_EXERCISE DESCRIPTION:_
Make an exact copy of every entry below, with the pictures left out.

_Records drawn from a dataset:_
┏━━
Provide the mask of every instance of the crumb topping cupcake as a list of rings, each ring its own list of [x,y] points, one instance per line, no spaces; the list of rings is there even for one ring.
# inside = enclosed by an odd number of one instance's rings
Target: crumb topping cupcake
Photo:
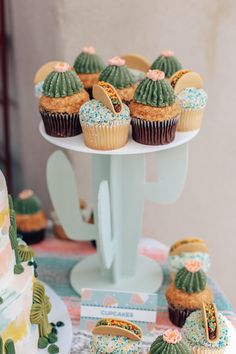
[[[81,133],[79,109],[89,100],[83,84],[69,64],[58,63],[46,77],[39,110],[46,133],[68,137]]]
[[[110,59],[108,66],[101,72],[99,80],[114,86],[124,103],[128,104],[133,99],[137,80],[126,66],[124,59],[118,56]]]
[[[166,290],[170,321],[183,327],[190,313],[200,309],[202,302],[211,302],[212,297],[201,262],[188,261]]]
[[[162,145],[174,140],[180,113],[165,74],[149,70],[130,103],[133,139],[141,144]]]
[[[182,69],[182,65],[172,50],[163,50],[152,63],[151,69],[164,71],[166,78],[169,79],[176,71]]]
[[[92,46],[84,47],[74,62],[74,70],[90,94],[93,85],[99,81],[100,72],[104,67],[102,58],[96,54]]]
┗━━
_OUTPUT FOR THIS EXERCISE:_
Provide the mask of every instance of the crumb topping cupcake as a list of rings, each ring its own list of [x,y] points, one instance per line, no spaces; the list of rings is there even for one ring.
# inside = enclosed by an odd number of one instance's rings
Target: crumb topping cupcake
Photo:
[[[81,133],[79,109],[89,100],[83,84],[69,64],[58,63],[46,77],[39,110],[46,133],[68,137]]]
[[[110,59],[108,66],[101,72],[99,80],[114,86],[124,103],[128,104],[133,99],[137,80],[126,66],[124,59],[118,56]]]
[[[166,290],[170,321],[183,327],[190,313],[200,309],[202,302],[211,302],[212,297],[201,262],[188,261]]]
[[[162,145],[174,140],[180,113],[165,74],[149,70],[130,103],[133,139],[141,144]]]
[[[182,69],[182,65],[172,50],[163,50],[152,63],[151,69],[164,71],[166,78],[169,79],[176,71]]]
[[[92,46],[84,47],[74,62],[74,70],[90,94],[93,85],[99,81],[100,72],[104,67],[102,58],[96,54]]]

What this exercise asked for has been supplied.